■ Problem description
Shift every coordinate value in the answers up by 44, then write the records out again with their requests included, beginning at the line that has "Question. For every instance of the dry" and stopping after the last line of the records.

■ Material supplied
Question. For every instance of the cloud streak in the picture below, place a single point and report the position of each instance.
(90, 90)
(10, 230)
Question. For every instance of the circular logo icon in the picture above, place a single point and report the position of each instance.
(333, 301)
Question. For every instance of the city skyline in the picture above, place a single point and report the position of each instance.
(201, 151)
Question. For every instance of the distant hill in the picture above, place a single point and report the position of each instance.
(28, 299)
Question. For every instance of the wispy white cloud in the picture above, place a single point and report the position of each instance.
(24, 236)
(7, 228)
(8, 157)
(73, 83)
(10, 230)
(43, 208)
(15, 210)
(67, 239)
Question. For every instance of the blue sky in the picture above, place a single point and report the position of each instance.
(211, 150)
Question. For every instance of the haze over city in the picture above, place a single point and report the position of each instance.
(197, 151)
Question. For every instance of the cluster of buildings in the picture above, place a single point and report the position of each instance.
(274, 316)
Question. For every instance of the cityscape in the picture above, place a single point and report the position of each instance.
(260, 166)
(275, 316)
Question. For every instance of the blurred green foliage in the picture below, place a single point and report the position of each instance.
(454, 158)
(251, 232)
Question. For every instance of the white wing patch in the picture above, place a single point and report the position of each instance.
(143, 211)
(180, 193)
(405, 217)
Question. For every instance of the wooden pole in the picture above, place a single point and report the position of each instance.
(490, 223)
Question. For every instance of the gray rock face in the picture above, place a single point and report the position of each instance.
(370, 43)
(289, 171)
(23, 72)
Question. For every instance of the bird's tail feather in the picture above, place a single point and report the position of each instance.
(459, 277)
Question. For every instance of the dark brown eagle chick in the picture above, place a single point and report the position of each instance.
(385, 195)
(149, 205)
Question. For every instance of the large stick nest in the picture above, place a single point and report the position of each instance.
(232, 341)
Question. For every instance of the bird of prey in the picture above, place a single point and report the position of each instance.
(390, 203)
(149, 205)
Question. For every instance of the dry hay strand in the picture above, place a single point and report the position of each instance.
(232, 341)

■ Task solution
Question. For every instance of the dry hay strand in the picture above, place a single point and report the position of each instance.
(276, 385)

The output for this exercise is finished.